***** Reading passage

“I saw the tanks and heard the explosions and I told my Mum: ‘Let’s get out of here.’ On the way I found a piece of shrapnel that I liked but I’ve lost it now. I’m really looking forward to going home,” said Omar, sitting in the shade of a playground set up by the United Nations Children’s Agency (UNICEF) in Baddawi camp, 10km from Nahr al-Bared.
According to the latest figures from the UN agency for Palestinian refugees (UNRWA), Baddawi camp is now home to just under 13,000 of nearly 30,000 Palestinians who have been displaced by the ongoing conflict between the Lebanese army and Fatah al-Islam militants holed up in Nahr al-Bared.
With the violence now in its fourth week, UNICEF estimates that some 15,000 children from Nahr al-Bared camp, once home to up to 40,000 people, and 5,000 children from the smaller Beddawi camp have been adversely affected by the conflict.
Not only have they been displaced from their homes and have seen their schools close, but the fear of what many have seen and heard, combined with the threats of ongoing conflict and political instability, are leaving many children traumatised.
Omar’s mother, Fidda Ibrahim al-Haj, says her son has become aggressive and introspective since the family fled the shells falling near their home.
“Omar’s mentality has changed a lot. He used to be like every other boy. But during the four days we stayed in the camp through the bombardment he was terrified and was crying all the time,” she said. “Now he bites me or slaps my face when he wants something. He doesn’t respond when I speak to him. He wets himself and sometimes bangs his head against a wall.”
When Fidda took her son to see a psychiatrist in the Somoud clinic just outside Beddawi camp, she said Omar attacked the doctor and refused to talk about how he was feeling. The young boy has since been prescribed a daily dose of psychoactive medication.
“He is calmer today, but you should see him when he gets angry,” said Fidda. “And he cannot be away from me for a single second now. He is really attached to me.”
Jacqueline Sabah, a psychologist at the Somoud clinic, said she had seen about 350 children displaced from Nahr al-Bared suffering shock trauma or symptoms of anxiety brought on by the conflict, which began on 20 May.
“They are afraid of everything”
“They are afraid of everything,” she said. “They can’t sleep or eat and they often wet themselves. So we work either in group or in individual therapy sessions trying to encourage the children to speak about the war and about what makes them scared.”

**********

**Task description:** Continue the article about displaced children from Nahr al-Bared from its final sentence onward. The material that comes next has no connection to the article about displaced children from Nahr al-Bared.

***** The data

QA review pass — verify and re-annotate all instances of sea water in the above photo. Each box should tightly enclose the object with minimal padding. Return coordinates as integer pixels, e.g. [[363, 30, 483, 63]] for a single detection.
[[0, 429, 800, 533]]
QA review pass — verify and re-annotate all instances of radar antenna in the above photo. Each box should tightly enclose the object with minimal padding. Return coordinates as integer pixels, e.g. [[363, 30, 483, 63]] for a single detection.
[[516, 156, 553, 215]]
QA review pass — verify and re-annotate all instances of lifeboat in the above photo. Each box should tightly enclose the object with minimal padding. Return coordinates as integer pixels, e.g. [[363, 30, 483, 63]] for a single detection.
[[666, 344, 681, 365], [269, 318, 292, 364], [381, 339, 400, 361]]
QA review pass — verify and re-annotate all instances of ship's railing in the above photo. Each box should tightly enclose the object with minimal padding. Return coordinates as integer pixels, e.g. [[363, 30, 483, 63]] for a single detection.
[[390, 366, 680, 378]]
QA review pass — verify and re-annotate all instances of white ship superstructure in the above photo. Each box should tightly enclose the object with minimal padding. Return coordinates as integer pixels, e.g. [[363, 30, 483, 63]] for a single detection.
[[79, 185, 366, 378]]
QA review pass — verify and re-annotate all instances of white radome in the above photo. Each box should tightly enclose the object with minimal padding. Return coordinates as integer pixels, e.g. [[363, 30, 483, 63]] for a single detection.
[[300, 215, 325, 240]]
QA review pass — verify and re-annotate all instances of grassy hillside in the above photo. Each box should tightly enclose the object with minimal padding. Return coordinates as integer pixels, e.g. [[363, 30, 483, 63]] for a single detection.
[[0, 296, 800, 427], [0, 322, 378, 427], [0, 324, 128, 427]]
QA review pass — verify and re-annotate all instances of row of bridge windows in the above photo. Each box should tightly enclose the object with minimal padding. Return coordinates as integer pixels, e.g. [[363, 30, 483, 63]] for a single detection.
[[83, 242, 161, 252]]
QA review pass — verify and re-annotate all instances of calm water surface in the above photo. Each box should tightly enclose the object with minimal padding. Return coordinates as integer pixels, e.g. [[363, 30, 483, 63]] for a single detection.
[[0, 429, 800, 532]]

**********
***** The data

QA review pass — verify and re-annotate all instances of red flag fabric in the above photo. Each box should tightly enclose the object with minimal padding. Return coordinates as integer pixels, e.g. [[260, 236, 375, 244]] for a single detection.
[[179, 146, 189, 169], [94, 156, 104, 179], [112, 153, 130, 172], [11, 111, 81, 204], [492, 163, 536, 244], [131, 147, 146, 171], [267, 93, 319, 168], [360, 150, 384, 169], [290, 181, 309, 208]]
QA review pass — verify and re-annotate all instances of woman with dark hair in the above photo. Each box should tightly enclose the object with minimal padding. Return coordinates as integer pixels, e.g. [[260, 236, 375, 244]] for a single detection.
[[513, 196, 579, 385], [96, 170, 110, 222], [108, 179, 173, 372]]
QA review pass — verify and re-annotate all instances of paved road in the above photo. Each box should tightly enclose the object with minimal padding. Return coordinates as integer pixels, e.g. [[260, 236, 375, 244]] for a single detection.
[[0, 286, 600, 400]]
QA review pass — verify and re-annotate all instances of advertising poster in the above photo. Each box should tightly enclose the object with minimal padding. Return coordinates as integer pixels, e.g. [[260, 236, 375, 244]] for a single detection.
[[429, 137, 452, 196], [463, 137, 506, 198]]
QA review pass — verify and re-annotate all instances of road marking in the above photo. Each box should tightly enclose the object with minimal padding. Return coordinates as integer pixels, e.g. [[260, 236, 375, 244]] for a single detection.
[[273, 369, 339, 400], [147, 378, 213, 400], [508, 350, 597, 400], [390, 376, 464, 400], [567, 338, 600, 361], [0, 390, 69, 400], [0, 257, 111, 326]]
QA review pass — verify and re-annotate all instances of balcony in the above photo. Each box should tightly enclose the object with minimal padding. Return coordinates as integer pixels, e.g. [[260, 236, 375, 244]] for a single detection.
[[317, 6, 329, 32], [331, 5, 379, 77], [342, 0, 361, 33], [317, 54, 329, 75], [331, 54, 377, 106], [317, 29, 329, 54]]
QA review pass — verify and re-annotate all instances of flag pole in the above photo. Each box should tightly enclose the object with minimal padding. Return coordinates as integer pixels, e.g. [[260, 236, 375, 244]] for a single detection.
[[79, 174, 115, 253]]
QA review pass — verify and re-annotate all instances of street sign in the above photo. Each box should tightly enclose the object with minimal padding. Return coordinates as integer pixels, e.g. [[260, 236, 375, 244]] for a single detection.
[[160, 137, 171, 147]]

**********

**Exercise result:**
UNICEF is playing an active role in efforts to restore some normalcy to the lives of children affected by the conflict. As well as running structured activities such as games of football in the UNICEF playground, the agency also works with local UNICEF teachers to run daily drawing and colouring classes for at least 100 children in a classroom in Baddawi.
“Any conflict-based emergency will have a particular effect on children. There is lots of confusion and they hear and see some really scary things,” said UNICEF communications officer Nichole Ireland, who has been overseeing the activities in Baddawi.
“But children are usually very resilient and if you can re-establish a safe environment, 90-95 percent will recovery naturally without the need for any clinical intervention.”
Looming war anniversary
But Ireland also warned that treating trauma in children in Lebanon posed some extra challenges.
“After a natural disaster it is possible to restore normalcy and stability to the lives of children reasonably quickly. But in Lebanon there is ongoing uncertainty and political unrest and this can continue to provoke anxiety in children,” she said.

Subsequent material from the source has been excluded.